** START **
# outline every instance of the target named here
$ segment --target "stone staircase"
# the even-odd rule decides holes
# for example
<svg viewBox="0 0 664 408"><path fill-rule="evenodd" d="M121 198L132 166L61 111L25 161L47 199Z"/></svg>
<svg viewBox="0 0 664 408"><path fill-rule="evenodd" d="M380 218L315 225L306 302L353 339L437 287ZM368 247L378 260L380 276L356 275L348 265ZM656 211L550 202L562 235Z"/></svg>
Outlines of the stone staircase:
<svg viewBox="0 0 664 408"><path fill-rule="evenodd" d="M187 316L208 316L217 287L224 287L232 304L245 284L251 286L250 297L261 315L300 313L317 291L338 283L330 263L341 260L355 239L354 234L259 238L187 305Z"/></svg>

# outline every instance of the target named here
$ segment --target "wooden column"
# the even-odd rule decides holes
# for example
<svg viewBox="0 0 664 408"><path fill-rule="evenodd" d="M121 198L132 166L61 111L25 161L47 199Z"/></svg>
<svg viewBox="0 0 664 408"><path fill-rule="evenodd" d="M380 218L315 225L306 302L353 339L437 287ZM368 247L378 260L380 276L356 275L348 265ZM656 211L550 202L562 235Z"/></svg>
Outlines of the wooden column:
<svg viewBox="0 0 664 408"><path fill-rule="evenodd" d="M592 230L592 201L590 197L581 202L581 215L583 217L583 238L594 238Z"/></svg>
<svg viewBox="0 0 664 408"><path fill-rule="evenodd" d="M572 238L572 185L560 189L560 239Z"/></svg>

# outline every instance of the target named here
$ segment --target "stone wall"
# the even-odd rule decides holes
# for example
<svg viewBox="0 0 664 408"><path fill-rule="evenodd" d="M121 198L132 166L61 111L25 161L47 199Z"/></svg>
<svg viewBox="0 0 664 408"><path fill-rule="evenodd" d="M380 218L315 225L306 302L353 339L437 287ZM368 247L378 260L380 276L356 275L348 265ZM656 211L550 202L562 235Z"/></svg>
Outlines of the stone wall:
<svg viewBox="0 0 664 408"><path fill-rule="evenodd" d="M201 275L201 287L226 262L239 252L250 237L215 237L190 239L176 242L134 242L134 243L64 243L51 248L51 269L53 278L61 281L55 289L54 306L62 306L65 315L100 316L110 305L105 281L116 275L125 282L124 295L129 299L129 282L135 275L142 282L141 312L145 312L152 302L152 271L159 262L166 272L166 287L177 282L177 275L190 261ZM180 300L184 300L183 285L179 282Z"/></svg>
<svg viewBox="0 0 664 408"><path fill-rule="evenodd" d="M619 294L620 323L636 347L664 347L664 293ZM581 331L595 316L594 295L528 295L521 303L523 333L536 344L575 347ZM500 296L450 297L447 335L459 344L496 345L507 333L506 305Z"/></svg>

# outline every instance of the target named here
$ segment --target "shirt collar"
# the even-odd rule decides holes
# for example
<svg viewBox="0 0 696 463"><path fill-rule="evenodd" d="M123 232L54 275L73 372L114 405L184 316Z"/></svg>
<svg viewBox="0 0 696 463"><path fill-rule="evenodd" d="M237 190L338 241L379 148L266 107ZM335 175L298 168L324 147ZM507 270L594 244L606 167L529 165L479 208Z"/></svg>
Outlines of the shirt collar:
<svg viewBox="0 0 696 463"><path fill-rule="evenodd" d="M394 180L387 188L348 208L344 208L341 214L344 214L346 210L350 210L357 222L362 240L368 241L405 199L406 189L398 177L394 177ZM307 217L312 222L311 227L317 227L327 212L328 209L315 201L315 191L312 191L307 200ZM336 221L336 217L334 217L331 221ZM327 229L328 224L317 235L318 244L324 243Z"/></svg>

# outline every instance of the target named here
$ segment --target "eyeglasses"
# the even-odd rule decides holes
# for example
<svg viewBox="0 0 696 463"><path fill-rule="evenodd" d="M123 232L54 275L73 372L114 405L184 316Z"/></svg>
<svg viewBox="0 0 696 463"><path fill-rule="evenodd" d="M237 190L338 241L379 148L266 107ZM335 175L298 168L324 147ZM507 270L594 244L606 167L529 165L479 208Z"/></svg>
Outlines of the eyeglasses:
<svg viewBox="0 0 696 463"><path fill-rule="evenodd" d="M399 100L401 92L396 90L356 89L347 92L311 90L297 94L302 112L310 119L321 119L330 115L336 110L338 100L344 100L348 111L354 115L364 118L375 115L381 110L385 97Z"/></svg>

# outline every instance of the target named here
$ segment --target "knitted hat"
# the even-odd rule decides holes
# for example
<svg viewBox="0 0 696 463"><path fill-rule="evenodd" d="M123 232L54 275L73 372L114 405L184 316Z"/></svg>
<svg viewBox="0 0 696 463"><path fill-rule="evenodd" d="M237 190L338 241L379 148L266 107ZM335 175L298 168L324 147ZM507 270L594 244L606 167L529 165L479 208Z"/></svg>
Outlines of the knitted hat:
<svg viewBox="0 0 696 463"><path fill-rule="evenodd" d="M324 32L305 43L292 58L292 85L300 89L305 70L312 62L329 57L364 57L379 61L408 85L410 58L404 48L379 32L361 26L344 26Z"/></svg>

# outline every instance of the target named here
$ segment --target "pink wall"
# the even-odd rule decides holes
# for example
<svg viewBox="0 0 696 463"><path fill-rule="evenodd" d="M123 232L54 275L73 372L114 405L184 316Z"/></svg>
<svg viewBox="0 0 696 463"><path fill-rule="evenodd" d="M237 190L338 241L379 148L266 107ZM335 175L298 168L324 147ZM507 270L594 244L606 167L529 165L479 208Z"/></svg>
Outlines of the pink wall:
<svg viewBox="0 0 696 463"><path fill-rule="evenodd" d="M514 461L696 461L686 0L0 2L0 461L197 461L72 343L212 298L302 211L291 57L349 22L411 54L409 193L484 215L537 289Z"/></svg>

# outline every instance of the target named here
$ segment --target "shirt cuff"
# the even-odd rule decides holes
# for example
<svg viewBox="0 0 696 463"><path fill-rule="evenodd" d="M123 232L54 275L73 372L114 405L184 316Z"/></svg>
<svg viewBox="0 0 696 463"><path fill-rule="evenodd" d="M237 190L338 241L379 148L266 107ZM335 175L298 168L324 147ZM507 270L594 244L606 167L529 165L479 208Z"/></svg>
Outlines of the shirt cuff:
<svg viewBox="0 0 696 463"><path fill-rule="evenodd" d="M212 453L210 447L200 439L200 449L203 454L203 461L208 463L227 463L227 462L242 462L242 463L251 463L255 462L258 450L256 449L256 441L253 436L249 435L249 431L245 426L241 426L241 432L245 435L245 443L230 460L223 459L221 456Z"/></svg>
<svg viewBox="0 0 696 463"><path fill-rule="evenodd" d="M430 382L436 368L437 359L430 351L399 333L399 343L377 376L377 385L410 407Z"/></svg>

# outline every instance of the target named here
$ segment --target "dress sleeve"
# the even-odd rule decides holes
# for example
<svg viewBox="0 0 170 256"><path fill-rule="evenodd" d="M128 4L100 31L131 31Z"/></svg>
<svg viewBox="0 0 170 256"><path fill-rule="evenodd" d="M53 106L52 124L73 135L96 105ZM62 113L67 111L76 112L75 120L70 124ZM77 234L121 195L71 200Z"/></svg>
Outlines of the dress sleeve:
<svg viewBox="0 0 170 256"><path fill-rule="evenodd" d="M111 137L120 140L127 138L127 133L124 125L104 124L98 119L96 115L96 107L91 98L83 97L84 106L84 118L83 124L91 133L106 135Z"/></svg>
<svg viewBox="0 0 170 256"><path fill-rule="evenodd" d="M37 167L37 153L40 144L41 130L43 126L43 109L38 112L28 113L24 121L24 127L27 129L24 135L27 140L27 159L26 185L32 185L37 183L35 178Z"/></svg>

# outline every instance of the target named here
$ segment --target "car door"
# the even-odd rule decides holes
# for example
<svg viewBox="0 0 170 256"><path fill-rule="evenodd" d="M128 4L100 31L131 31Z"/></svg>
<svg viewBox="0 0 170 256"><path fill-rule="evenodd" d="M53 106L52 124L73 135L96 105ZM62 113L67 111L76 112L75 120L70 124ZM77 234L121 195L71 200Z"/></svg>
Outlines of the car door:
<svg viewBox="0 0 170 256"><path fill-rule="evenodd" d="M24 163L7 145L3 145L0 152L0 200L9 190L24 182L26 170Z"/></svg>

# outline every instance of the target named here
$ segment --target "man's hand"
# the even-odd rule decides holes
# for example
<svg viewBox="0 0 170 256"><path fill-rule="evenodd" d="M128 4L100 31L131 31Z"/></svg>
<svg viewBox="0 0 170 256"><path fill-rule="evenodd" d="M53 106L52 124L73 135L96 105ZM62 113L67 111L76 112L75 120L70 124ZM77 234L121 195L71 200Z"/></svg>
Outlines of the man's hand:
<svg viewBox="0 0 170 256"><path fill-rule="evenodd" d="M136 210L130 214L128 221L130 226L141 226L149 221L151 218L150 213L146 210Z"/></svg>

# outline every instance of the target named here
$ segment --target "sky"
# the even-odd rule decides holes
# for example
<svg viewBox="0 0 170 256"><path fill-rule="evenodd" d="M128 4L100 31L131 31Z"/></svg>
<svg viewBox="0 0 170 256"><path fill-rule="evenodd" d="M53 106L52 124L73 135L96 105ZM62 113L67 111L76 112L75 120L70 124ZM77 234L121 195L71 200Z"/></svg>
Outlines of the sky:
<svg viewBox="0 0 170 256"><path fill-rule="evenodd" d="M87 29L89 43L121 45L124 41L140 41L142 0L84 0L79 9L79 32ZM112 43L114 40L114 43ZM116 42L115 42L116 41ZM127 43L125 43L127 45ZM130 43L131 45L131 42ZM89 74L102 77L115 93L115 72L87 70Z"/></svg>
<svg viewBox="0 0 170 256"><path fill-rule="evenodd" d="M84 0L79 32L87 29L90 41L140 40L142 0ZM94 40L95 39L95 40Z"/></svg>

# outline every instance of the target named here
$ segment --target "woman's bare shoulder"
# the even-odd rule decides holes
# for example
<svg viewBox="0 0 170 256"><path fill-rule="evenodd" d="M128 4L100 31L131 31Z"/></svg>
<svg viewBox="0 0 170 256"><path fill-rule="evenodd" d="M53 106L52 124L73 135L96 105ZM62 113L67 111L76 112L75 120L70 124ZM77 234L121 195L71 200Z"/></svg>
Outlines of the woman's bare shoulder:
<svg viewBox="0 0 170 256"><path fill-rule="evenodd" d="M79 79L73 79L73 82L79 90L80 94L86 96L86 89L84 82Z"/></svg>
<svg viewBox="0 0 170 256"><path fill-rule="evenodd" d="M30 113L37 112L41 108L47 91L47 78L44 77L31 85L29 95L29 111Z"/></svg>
** END **
Set exercise.
Collect every line of the records that contains the string "cuff", treating uppercase and lowercase as different.

Final result.
$ segment --target "shirt cuff"
Outlines of the shirt cuff:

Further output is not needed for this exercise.